— start of Entries shown —

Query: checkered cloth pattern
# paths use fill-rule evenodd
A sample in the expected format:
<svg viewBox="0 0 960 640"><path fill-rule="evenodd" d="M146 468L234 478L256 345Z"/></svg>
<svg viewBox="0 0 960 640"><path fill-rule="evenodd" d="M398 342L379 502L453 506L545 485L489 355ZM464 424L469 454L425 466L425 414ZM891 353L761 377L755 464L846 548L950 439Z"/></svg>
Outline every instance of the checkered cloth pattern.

— end of Entries shown —

Written instruction — Starting at the first line of the records and ending at the line containing "342L379 502L453 506L545", give each line as one string in a JSON list, leaving out any blank lines.

Problem solution —
[
  "Query: checkered cloth pattern",
  "# paths use fill-rule evenodd",
  "A sample in the expected format:",
  "<svg viewBox=\"0 0 960 640\"><path fill-rule=\"evenodd\" d=\"M146 468L234 478L256 345Z\"/></svg>",
  "<svg viewBox=\"0 0 960 640\"><path fill-rule=\"evenodd\" d=\"M398 342L379 502L453 506L545 485L489 355ZM464 424L469 454L425 466L425 414ZM891 353L761 377L755 464L846 548L950 439Z\"/></svg>"
]